Trecho
------------

Estamos falando de fermentação natural, de fermentação espontânea. Estamos aqui em um festival de cervejas ácidas e, na verdade, ao fazer Lambic, não temos a intenção de produzir cerveja ácida. Nossa intenção é fazer uma cerveja naturalmente fermentada. No entanto, devido ao processo de fermentação, que dura mais de um ano, passamos por diferentes fases de fermentação. Há uma fase de fermentação antibacteriana, uma de fermentação de Saccharomyces, seguida por uma fase de acidificação. Nesta fase de acidificação, ocorrem fermentações láctica, malolática e acética, todas conduzidas pela natureza. Essas fermentações acontecem fora do controle do cervejeiro, mas podemos guiar a temperatura para controlar a intensidade desses processos e a quantidade de acidez produzida nos barris.

Para completar a história sobre a fermentação, temos uma fermentação selvagem com leveduras selvagens, que não são cultivadas em laboratório. Essas leveduras têm a capacidade de fermentar todos os açúcares, até os mais complexos. Nossa cerveja torna-se muito seca, pois todos os açúcares são completamente fermentados. Assim, temos uma cerveja seca e saborosa, mas completamente guiada pela natureza. Nós apenas ajudamos a natureza a alcançar um resultado muito refinado.

------------

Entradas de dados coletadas
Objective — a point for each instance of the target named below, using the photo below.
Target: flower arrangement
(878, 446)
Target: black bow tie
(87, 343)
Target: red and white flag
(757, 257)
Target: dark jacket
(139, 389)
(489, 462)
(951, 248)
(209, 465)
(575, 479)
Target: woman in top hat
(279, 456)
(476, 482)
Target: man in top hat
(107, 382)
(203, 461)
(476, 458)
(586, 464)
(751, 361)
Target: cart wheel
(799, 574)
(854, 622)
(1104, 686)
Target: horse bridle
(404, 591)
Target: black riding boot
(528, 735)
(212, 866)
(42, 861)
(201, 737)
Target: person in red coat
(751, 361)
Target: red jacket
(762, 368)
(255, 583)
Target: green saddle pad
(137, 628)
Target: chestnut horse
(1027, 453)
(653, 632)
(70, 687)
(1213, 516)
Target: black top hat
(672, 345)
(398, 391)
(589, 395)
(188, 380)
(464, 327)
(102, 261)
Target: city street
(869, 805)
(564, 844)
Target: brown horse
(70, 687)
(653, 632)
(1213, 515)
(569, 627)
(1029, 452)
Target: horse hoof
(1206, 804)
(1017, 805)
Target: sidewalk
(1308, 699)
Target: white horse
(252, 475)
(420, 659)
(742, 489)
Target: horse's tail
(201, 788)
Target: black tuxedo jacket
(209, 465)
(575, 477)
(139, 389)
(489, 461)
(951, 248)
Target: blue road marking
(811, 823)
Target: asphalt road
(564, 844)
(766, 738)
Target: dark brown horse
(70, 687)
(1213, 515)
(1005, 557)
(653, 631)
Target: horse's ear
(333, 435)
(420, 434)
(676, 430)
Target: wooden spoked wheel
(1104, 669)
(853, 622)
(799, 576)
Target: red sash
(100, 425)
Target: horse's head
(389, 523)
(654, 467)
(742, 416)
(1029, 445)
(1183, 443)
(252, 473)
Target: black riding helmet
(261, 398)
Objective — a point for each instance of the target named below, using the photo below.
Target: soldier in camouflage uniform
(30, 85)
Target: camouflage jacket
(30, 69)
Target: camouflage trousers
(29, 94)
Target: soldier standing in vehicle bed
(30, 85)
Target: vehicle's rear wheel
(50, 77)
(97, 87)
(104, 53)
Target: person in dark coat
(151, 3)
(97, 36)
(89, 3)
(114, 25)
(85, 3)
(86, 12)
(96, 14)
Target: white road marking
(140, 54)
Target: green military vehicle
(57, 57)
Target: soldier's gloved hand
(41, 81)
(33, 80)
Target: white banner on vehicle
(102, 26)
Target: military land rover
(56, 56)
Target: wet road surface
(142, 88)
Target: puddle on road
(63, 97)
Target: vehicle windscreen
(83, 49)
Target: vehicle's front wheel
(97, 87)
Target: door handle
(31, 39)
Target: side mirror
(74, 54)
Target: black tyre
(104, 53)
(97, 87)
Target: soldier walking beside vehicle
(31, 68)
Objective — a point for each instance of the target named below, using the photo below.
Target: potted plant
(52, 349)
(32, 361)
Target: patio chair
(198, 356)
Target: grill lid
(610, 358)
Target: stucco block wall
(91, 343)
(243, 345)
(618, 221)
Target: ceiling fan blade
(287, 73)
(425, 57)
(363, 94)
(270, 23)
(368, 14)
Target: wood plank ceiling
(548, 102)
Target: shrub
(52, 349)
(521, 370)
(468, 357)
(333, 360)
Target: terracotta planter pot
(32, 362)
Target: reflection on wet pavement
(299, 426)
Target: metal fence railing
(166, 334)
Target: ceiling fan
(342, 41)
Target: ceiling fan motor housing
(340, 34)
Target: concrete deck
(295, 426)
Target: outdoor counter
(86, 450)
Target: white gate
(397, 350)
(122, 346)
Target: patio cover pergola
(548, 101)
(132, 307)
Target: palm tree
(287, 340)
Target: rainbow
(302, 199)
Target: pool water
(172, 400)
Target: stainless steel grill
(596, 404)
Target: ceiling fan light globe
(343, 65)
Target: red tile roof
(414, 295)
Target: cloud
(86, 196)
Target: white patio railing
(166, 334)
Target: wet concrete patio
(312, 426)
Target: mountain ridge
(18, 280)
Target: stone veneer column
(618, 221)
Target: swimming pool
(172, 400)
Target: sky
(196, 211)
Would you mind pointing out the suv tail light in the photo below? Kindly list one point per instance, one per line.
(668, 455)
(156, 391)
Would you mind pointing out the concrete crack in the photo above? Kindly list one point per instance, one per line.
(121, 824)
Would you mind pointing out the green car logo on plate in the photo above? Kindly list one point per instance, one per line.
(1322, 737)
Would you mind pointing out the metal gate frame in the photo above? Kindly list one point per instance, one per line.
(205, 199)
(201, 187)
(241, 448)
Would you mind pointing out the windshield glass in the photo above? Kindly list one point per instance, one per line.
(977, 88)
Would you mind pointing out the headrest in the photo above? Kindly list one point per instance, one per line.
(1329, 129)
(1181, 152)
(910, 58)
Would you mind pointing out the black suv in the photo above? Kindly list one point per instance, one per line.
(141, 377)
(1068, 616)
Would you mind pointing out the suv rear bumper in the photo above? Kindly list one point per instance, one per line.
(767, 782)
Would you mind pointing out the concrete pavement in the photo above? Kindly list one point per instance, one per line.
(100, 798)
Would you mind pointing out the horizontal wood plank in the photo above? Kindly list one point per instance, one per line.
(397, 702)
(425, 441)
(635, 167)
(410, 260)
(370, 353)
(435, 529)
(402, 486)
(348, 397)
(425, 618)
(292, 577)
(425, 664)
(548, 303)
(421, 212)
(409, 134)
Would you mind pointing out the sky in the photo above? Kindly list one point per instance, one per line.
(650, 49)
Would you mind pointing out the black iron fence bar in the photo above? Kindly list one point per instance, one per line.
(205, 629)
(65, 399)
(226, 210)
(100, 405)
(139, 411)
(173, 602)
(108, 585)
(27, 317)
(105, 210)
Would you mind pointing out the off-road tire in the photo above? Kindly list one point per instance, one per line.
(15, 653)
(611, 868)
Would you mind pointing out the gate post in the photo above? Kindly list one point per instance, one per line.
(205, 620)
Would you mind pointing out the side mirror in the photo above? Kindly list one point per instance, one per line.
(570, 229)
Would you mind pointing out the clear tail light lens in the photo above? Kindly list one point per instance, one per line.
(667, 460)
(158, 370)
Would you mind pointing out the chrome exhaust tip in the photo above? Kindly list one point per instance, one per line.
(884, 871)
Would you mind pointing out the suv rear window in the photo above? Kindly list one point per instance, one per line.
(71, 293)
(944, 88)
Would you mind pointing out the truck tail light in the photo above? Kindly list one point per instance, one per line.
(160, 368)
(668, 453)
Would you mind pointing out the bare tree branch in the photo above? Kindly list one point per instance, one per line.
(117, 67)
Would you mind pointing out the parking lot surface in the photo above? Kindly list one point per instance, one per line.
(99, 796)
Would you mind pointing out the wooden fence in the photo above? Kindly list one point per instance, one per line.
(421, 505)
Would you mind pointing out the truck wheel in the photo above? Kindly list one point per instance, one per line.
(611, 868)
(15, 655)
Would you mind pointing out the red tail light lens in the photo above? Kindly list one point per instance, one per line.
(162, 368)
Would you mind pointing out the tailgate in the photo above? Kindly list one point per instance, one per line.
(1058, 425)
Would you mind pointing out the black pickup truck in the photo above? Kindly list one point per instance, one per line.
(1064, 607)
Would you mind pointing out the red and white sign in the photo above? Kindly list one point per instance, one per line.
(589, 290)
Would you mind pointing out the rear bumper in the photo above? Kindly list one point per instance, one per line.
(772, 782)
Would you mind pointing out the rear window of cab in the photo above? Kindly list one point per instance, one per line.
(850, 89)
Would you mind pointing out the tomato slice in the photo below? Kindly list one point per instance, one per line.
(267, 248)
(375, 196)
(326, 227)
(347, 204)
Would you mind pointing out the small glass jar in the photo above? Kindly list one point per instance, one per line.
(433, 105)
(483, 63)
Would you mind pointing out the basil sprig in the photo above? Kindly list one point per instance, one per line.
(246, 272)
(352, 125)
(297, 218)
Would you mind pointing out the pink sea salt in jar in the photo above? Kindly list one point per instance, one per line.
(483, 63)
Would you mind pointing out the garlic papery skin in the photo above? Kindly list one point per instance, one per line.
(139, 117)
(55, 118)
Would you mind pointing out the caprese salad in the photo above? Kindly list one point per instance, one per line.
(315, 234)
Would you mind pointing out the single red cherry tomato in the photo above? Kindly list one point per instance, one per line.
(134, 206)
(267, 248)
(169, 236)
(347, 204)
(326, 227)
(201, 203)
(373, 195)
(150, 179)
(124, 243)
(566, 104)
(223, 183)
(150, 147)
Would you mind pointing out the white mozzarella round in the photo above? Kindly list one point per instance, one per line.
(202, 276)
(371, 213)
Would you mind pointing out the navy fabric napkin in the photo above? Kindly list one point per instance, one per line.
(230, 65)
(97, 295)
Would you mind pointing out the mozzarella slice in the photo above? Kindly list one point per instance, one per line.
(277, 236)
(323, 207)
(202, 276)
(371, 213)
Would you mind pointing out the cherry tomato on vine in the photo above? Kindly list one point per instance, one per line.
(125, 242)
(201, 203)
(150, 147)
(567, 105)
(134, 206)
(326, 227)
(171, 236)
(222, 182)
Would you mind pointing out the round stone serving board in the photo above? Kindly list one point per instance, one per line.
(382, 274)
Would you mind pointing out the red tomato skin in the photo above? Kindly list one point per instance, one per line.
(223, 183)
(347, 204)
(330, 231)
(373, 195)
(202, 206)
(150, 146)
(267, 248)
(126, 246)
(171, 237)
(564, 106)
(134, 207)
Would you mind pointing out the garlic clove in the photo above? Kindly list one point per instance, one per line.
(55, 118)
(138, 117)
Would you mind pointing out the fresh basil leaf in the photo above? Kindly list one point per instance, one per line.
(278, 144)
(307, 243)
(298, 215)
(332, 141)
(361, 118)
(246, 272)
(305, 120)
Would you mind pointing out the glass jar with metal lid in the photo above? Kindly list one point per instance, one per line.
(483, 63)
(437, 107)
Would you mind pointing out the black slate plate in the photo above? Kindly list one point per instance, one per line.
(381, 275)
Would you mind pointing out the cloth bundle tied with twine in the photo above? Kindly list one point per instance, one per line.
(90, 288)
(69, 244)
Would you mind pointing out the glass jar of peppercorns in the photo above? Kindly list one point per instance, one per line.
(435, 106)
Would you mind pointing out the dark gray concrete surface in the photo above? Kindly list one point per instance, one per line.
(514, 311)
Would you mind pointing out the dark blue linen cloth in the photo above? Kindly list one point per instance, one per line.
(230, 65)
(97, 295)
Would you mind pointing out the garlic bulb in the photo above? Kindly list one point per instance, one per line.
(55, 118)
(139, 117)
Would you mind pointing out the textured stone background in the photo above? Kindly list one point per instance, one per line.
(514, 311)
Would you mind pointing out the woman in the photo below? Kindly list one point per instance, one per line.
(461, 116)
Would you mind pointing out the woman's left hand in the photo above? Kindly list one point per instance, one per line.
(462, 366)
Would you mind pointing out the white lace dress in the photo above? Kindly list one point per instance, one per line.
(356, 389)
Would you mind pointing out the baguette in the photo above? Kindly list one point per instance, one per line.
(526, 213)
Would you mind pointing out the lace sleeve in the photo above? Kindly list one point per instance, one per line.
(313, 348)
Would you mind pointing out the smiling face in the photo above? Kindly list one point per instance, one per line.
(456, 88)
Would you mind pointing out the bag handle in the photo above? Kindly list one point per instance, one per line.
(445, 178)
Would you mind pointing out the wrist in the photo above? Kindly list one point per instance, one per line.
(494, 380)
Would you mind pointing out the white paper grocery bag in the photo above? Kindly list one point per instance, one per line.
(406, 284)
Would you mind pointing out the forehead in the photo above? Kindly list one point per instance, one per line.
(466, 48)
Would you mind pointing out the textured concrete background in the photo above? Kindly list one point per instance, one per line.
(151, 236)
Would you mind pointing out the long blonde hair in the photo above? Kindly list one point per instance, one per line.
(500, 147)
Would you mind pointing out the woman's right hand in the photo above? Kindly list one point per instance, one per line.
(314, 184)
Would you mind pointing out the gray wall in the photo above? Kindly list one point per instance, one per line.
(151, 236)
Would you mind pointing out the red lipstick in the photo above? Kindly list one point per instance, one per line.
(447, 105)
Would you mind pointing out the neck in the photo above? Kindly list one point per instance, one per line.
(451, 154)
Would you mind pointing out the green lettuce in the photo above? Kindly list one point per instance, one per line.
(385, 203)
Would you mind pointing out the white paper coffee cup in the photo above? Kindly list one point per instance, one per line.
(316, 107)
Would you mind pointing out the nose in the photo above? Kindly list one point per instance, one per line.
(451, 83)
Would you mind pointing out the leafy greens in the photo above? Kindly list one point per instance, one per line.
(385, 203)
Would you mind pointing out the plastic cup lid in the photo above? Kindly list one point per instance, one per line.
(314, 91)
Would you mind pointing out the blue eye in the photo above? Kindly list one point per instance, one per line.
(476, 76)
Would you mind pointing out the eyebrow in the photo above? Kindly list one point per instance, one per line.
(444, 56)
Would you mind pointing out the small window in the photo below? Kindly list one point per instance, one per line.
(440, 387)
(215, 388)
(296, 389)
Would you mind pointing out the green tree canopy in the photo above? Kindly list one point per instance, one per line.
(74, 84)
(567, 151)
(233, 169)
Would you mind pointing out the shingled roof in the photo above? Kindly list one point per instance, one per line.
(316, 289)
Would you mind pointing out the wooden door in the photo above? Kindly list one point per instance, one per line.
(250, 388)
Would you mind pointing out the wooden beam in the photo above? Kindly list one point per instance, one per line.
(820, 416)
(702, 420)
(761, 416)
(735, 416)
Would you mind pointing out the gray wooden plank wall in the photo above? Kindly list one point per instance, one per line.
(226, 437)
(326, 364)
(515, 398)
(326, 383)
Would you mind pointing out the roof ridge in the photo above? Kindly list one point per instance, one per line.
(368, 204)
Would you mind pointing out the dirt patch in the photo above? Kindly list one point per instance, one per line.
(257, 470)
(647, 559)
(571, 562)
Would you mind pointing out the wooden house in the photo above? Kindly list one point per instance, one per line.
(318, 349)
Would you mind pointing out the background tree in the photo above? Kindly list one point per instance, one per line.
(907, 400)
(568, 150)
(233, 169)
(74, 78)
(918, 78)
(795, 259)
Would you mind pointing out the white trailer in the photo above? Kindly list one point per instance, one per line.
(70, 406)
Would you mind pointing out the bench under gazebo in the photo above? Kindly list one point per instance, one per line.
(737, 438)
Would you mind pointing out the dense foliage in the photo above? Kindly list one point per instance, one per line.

------------

O que se pede
• a. Segundo o trecho sobre a fermentação do Lambic, quanto tempo dura o processo de fermentação?
• b. Reproduza o trecho sobre a fermentação do Lambic de "Estamos falando de" até "produzida nos barris.".

Resultados por tarefa
• a. Mais de um ano.

• b.
Estamos falando de fermentação natural, de fermentação espontânea. Estamos aqui em um festival de cervejas ácidas e, na verdade, ao fazer Lambic, não temos a intenção de produzir cerveja ácida. Nossa intenção é fazer uma cerveja naturalmente fermentada. No entanto, devido ao processo de fermentação, que dura mais de um ano, passamos por diferentes fases de fermentação. Há uma fase de fermentação antibacteriana, uma de fermentação de Saccharomyces, seguida por uma fase de acidificação. Nesta fase de acidificação, ocorrem fermentações láctica, malolática e acética, todas conduzidas pela natureza. Essas fermentações acontecem fora do controle do cervejeiro, mas podemos guiar a temperatura para controlar a intensidade desses processos e a quantidade de acidez produzida nos barris.